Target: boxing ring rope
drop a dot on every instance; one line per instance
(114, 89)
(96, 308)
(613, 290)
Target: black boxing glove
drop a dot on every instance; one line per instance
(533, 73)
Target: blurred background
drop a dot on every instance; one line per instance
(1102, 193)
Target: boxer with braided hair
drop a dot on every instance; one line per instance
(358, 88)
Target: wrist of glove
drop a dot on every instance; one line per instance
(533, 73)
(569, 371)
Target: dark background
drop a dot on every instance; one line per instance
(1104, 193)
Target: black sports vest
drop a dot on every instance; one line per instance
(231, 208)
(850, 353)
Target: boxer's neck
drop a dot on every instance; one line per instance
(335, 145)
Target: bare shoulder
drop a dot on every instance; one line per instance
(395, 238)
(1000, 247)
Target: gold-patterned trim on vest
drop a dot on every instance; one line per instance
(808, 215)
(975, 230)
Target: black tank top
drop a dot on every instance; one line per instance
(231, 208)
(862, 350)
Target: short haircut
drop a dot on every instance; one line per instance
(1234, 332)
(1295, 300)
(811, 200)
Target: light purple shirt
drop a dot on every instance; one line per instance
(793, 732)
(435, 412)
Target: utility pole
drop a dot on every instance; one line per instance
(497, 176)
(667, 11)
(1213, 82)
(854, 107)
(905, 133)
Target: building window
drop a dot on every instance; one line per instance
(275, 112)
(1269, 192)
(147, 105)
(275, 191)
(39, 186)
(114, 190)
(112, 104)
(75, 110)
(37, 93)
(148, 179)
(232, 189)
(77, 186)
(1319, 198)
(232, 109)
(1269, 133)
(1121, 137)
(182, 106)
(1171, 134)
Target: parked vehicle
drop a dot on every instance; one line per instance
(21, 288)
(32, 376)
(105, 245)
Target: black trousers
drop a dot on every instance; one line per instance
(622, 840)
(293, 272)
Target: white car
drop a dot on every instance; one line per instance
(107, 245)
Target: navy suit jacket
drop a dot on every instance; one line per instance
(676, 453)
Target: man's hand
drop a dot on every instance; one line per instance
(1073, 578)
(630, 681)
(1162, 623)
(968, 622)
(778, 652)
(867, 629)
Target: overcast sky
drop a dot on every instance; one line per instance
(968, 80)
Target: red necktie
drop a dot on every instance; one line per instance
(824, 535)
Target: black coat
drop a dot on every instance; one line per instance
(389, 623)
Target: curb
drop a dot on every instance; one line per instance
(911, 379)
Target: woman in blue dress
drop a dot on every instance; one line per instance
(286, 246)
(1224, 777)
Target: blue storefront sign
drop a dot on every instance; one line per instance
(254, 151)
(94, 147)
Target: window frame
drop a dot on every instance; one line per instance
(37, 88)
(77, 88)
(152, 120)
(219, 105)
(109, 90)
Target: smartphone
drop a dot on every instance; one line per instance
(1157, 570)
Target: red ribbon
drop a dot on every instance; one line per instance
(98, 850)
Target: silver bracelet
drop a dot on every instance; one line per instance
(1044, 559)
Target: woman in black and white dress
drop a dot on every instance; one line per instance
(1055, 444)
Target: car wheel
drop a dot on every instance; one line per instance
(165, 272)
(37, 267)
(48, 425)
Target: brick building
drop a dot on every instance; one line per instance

============================================================

**Exercise goal**: Please write out every one of the entries above again, word for word and line for line, with nothing changed.

**Answer to the task**:
Target: boxing ring rope
drop a dot on every instance; one line per instance
(114, 89)
(96, 308)
(613, 290)
Target: black boxing glove
drop a dot on every instance; one line per instance
(533, 73)
Target: blurred background
drop a dot on every instance; one line per instance
(1102, 193)
Target: boxer with braided hair
drop a dot on every instance; one line per instance
(358, 88)
Target: wrist of glove
drop a dot on every instance; one line per instance
(533, 73)
(569, 371)
Target: dark background
drop a dot on every instance; one line per instance
(1104, 193)
Target: black sports vest
drop a dot on every instance; one line per instance
(231, 208)
(850, 353)
Target: boxer's neck
drop a dot on every instance; one line per instance
(335, 145)
Target: bare shoulder
drop a dot on every instance; one line per instance
(395, 238)
(1000, 247)
Target: gold-patterned trim on vest
drop a dot on every instance; one line per instance
(808, 215)
(975, 230)
Target: black tank top
drop a dot on every instance; one line per instance
(231, 208)
(862, 350)
Target: short haircut
drop a dot on every instance; one line per instance
(1234, 332)
(1295, 300)
(811, 200)
Target: light purple shirt
drop a dot on every instance; one line per instance
(793, 732)
(435, 412)
Target: utility pole
drop a dot on every instance; one line per instance
(497, 176)
(667, 11)
(1213, 82)
(854, 107)
(905, 133)
Target: building window
drop a dot on every instance; one line per instance
(275, 112)
(1269, 192)
(147, 105)
(275, 191)
(39, 186)
(114, 190)
(112, 104)
(75, 110)
(37, 93)
(148, 179)
(232, 189)
(77, 186)
(1319, 198)
(232, 109)
(1269, 133)
(1121, 137)
(182, 106)
(1171, 134)
Target: parked vehicle
drop a dot on every instance; one line per instance
(21, 288)
(32, 376)
(105, 245)
Target: black trousers
drop a dot on every instance; one line per instance
(622, 840)
(293, 272)
Target: white car
drop a dot on every instance; one line per instance
(107, 245)
Target: navy suit jacket
drop a dot on every instance; one line per instance
(676, 453)
Target: man's hand
drop a dot on every instance; one line per instance
(1073, 578)
(630, 681)
(1162, 623)
(968, 622)
(778, 652)
(867, 629)
Target: overcast sky
drop a dot on every instance; one line per instance
(968, 80)
Target: red necktie
drop a dot on every instance; one line per instance
(824, 535)
Target: black coat
drop a dot on every instance; one line per instance
(389, 623)
Target: curb
drop a dot on every instance; one line per instance
(911, 379)
Target: woman in blue dress
drop a dot on every instance; one line per instance
(286, 246)
(1224, 777)
Target: blue storefront sign
drop a dot on every instance; one line per instance
(254, 151)
(94, 147)
Target: window frame
drop a dot on every instance; one line per instance
(37, 88)
(77, 88)
(152, 120)
(219, 105)
(109, 90)
Target: smartphone
drop a dot on every instance; one line per instance
(1157, 570)
Target: red ribbon
drop a dot on every instance; one line per instance
(98, 850)
Target: silver bracelet
drop a dot on every instance; one line per instance
(1044, 559)
Target: woman in black and white dress
drop a dot on every instance; one line per instance
(1055, 444)
Target: car wheel
drop a dot on every instance; one line per instance
(165, 272)
(37, 267)
(48, 425)
Target: brick building
drop a dot on every instance; one line per instance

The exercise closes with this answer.